Every record that follows should appear again in your answer, exactly the same.

(ENTRIES PROVIDED begins)

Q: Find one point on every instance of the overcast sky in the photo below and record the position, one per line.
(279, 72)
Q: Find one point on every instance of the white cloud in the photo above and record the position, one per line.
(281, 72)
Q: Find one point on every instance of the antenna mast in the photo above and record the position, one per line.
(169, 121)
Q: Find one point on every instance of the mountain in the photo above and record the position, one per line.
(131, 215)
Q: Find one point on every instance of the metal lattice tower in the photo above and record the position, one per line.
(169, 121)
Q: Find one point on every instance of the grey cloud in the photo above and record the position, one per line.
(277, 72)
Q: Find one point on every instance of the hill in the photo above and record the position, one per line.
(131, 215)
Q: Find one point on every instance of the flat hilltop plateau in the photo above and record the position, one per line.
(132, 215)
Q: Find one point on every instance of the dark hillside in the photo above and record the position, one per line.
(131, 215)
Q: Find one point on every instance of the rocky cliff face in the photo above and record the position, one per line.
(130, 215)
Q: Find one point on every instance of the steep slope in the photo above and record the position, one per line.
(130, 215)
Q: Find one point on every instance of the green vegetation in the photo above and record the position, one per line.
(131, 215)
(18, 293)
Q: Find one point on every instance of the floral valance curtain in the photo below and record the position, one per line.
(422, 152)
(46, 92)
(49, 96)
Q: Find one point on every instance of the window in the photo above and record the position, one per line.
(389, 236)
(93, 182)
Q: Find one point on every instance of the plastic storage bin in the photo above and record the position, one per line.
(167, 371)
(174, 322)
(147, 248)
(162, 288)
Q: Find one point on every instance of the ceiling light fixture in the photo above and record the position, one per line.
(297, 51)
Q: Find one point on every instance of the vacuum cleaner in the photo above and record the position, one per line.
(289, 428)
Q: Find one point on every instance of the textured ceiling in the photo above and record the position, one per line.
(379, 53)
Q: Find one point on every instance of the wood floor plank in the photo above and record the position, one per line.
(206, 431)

(ENTRIES PROVIDED ends)

SOLUTION:
Q: Find one point on every instance of the overcast sky in the photo below and record the position, one per line.
(279, 72)
Q: Find one point on every instance of the white cloud in the photo above and record the position, one per line.
(281, 72)
Q: Find one point on every instance of the antenna mast in the photo above and record the position, one per line.
(169, 121)
Q: Find one point on every instance of the mountain in the photo above and record the position, one per line.
(131, 215)
Q: Find one point on every instance of the metal lattice tower in the photo above and record the position, one per line.
(169, 121)
Q: Find one point on every instance of the grey cloud in the photo above and record the position, one per line.
(277, 72)
Q: Find one point on every instance of the hill in the photo above and record the position, one per line.
(131, 215)
Q: Find one point on every instance of the flat hilltop plateau in the photo above and record the position, one per line.
(132, 215)
Q: Find one point on every instance of the dark hillside in the photo above and record the position, one per line.
(131, 215)
Q: Find one point on every instance of the rocky cliff face in the photo above and record the position, one per line.
(130, 215)
Q: Find one point on every instance of the steep slope in the photo above and record the position, one per line.
(130, 215)
Q: Find one point on every instance of the green vegetation in the photo above and record the position, one per line.
(131, 215)
(18, 293)
Q: Find one point on every instance of the floral valance curtain in the photo below and record the position, one per line.
(422, 152)
(46, 92)
(49, 96)
Q: Find one point on every instance of the window in the photo above and record the position, one per line.
(389, 236)
(93, 182)
Q: Find one point on every instance of the plastic storage bin in the photo above and record the position, one per line.
(167, 371)
(174, 322)
(147, 248)
(162, 288)
Q: Find one point on every instance of the ceiling light fixture in the photo above and record the position, one per line.
(297, 51)
Q: Find one point on every instance of the vacuum cleaner in the photo above and record the position, one per line.
(289, 428)
Q: Find one point on every instance of the textured ceiling in the photo above and record the position, one per line.
(379, 53)
Q: Find one point on every instance of the wood floor plank in the photo above and record the position, one per line.
(206, 431)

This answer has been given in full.